Report each line from the entries in which "below" can be found.

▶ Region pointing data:
- - - - - - -

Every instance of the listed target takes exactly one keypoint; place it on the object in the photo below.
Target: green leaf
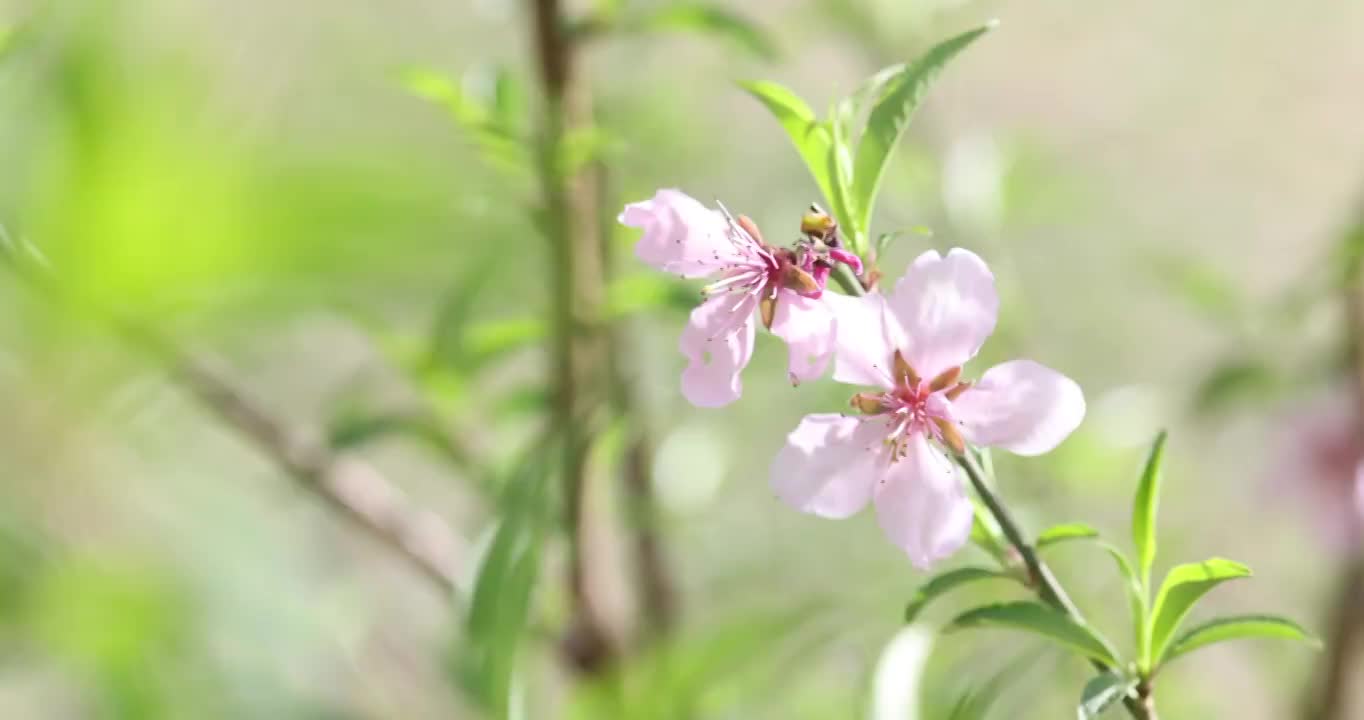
(1237, 627)
(495, 338)
(645, 292)
(945, 582)
(580, 147)
(812, 138)
(509, 102)
(1101, 693)
(712, 21)
(891, 115)
(501, 600)
(1183, 587)
(1135, 596)
(502, 149)
(1233, 381)
(1042, 621)
(1143, 510)
(1064, 533)
(840, 180)
(986, 533)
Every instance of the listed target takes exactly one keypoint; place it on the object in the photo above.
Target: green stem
(1044, 581)
(847, 281)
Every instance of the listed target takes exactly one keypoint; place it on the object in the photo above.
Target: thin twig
(577, 342)
(1333, 700)
(1044, 581)
(353, 487)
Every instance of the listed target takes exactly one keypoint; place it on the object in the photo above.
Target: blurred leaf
(1101, 693)
(679, 677)
(120, 625)
(452, 319)
(583, 146)
(986, 533)
(501, 602)
(1183, 587)
(1136, 603)
(1063, 533)
(644, 292)
(487, 341)
(1199, 285)
(1041, 621)
(712, 21)
(885, 239)
(1237, 627)
(1145, 509)
(509, 102)
(812, 138)
(945, 582)
(898, 678)
(502, 149)
(1232, 382)
(891, 115)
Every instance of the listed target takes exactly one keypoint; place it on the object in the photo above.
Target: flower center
(915, 407)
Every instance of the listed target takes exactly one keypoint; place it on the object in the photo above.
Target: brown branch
(1333, 694)
(576, 347)
(353, 487)
(359, 491)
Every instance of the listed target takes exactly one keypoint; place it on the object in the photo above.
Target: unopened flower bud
(903, 372)
(752, 228)
(817, 222)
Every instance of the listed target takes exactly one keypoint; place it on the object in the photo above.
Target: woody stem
(1048, 587)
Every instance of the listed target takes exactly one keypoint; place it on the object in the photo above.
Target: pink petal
(718, 342)
(828, 465)
(1022, 407)
(681, 236)
(806, 325)
(947, 307)
(922, 506)
(864, 340)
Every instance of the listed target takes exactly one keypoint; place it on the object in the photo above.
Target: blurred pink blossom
(1321, 462)
(783, 287)
(910, 345)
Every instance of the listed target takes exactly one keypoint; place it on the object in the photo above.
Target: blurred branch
(576, 344)
(1337, 668)
(656, 588)
(355, 488)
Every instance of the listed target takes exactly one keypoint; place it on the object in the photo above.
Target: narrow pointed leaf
(1135, 599)
(1101, 693)
(1237, 627)
(1183, 588)
(812, 138)
(900, 96)
(1041, 621)
(945, 582)
(1143, 510)
(1064, 533)
(840, 182)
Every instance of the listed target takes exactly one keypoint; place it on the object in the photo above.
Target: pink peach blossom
(1321, 464)
(780, 285)
(910, 347)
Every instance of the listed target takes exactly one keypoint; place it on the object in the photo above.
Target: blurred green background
(1158, 187)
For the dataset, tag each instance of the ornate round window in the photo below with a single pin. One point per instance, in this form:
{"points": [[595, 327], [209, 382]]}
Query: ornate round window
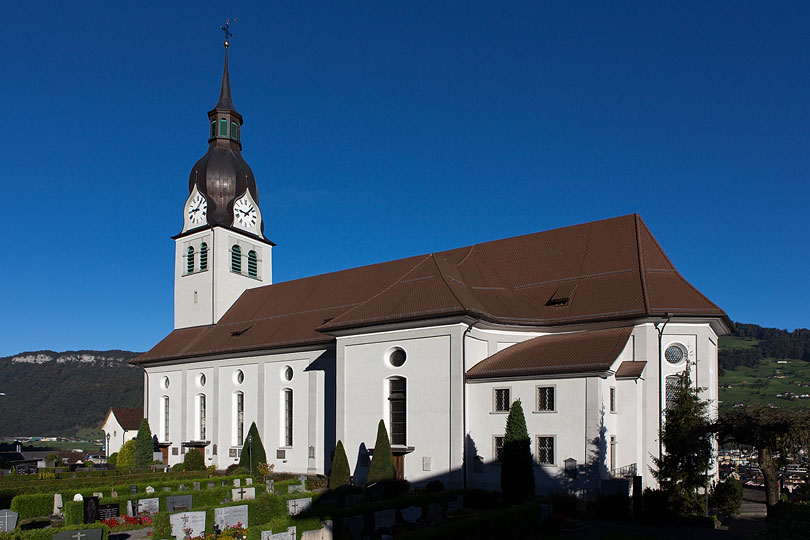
{"points": [[675, 354], [396, 357]]}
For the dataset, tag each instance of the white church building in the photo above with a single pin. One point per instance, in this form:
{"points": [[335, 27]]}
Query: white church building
{"points": [[586, 325]]}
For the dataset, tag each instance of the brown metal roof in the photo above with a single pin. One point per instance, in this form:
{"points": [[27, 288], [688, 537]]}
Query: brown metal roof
{"points": [[130, 419], [575, 352], [630, 370], [608, 270]]}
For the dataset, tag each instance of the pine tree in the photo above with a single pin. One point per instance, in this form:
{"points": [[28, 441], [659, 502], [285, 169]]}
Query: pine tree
{"points": [[687, 439], [143, 446], [517, 474], [382, 463], [254, 452], [340, 474]]}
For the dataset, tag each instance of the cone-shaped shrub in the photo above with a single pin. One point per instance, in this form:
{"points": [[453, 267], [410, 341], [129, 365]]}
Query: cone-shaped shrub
{"points": [[143, 446], [517, 475], [256, 453], [340, 468], [382, 463]]}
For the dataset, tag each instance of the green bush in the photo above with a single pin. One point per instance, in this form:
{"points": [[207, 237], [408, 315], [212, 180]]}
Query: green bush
{"points": [[382, 462], [727, 496], [194, 461], [126, 456], [253, 452], [340, 474]]}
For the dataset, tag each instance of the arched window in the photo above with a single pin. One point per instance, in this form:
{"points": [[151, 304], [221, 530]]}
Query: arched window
{"points": [[287, 398], [203, 256], [201, 417], [396, 404], [239, 417], [236, 259], [164, 418], [253, 270]]}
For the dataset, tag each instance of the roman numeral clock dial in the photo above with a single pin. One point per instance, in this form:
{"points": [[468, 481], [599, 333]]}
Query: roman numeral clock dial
{"points": [[245, 213]]}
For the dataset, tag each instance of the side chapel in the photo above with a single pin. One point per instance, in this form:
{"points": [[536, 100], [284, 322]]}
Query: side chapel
{"points": [[587, 325]]}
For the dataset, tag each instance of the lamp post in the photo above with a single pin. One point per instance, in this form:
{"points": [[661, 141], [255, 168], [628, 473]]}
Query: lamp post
{"points": [[250, 452]]}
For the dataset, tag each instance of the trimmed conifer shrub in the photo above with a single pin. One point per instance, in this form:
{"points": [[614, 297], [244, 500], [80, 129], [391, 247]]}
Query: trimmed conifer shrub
{"points": [[517, 475], [143, 446], [382, 463], [256, 453], [340, 474]]}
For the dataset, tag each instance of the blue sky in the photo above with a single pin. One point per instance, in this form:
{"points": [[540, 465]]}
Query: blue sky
{"points": [[381, 130]]}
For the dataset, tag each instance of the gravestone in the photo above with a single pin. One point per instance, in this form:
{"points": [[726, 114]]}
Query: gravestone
{"points": [[175, 503], [385, 519], [243, 494], [90, 509], [150, 506], [107, 511], [8, 520], [57, 505], [82, 534], [434, 513], [355, 525], [229, 516], [296, 506], [411, 514], [188, 520]]}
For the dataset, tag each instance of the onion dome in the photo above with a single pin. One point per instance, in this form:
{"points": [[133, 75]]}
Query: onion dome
{"points": [[222, 175]]}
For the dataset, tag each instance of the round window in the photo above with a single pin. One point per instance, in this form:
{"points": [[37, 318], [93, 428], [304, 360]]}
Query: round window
{"points": [[675, 354], [397, 357]]}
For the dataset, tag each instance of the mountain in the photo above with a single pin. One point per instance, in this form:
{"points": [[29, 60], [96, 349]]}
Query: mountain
{"points": [[49, 393]]}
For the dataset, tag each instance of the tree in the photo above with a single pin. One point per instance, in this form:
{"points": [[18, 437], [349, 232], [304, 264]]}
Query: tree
{"points": [[253, 451], [382, 463], [687, 438], [517, 474], [143, 446], [194, 460], [126, 456], [777, 434], [340, 474]]}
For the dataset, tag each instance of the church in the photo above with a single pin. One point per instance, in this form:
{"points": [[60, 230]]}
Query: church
{"points": [[588, 326]]}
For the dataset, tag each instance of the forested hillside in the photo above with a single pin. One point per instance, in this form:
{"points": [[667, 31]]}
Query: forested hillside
{"points": [[49, 393]]}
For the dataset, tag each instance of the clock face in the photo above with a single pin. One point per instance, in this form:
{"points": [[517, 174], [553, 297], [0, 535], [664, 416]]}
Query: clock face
{"points": [[198, 209], [245, 213]]}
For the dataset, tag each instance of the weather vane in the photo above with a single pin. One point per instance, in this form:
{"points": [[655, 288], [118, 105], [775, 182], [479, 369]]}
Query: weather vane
{"points": [[227, 29]]}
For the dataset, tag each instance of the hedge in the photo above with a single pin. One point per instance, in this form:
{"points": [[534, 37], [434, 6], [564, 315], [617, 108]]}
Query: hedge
{"points": [[47, 533]]}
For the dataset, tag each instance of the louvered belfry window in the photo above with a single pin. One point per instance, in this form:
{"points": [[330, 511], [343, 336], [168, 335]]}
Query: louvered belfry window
{"points": [[396, 401]]}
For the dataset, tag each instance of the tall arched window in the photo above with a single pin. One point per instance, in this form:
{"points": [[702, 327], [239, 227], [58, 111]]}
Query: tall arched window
{"points": [[397, 405], [287, 398], [253, 267], [203, 256], [236, 259], [164, 418], [239, 418]]}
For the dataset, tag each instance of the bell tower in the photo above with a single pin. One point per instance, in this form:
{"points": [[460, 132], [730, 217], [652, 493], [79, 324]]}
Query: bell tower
{"points": [[222, 250]]}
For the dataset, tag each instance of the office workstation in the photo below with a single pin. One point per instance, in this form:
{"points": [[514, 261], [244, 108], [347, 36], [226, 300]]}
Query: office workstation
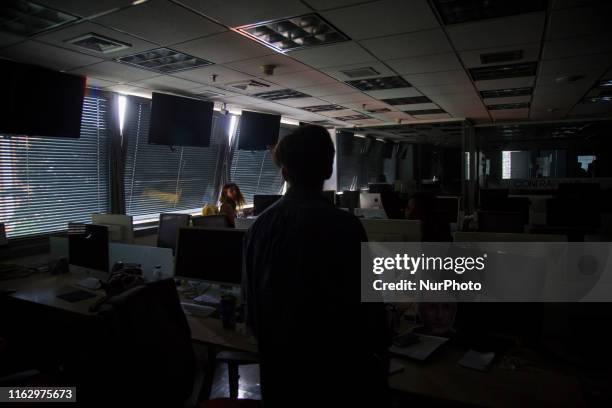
{"points": [[189, 192]]}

- - - - - - -

▶ Solution to this exercise:
Every instance of the listed target takes exactly one keypoint; place it on the object in the photo below.
For the dataset, tag each instance of the ornate round window in the photo below with a single pin. One point per instance, in this form:
For the dataset, tag each instance of the office workstation in the photo below with a single pin. One point per instance, in this form:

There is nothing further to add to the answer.